▶ _Goal_
Express the lines of the listing below that fall between the lines holding "Annotate the bare" and "<point>297,184</point>", inclusive, as a JSON list of strings. Use one string per line and omit blank lines.

# The data start

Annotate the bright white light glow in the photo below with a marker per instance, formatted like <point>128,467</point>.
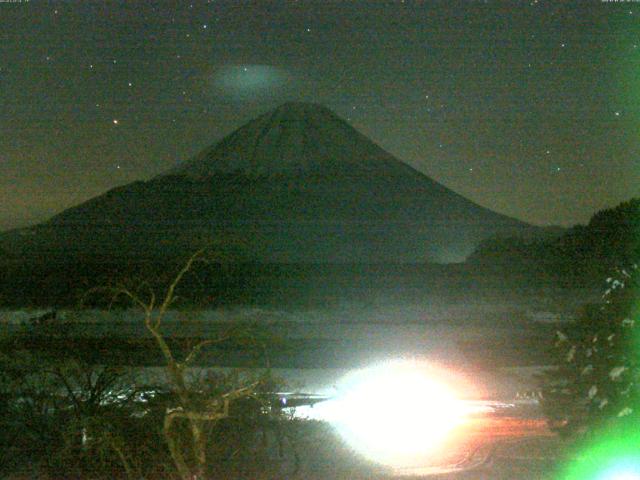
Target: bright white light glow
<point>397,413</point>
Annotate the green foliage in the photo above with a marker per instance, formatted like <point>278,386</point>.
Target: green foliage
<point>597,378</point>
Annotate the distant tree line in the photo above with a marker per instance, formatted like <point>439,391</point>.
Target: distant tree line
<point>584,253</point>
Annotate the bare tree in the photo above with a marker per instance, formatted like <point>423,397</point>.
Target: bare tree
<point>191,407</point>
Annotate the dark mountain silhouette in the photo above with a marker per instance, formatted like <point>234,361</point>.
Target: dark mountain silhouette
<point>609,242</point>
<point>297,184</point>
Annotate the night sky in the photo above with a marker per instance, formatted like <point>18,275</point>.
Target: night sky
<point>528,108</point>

# The data end

▶ _Solution to the problem_
[
  "Annotate the bare tree in the photo above with a marker per instance, formatted like <point>423,397</point>.",
  "Target: bare tree",
  "<point>191,407</point>",
  "Annotate the dark mountain silhouette in the photo above with a marker per instance, formatted like <point>234,361</point>.",
  "Target: dark mountain silhouette",
  "<point>609,242</point>",
  "<point>297,184</point>"
]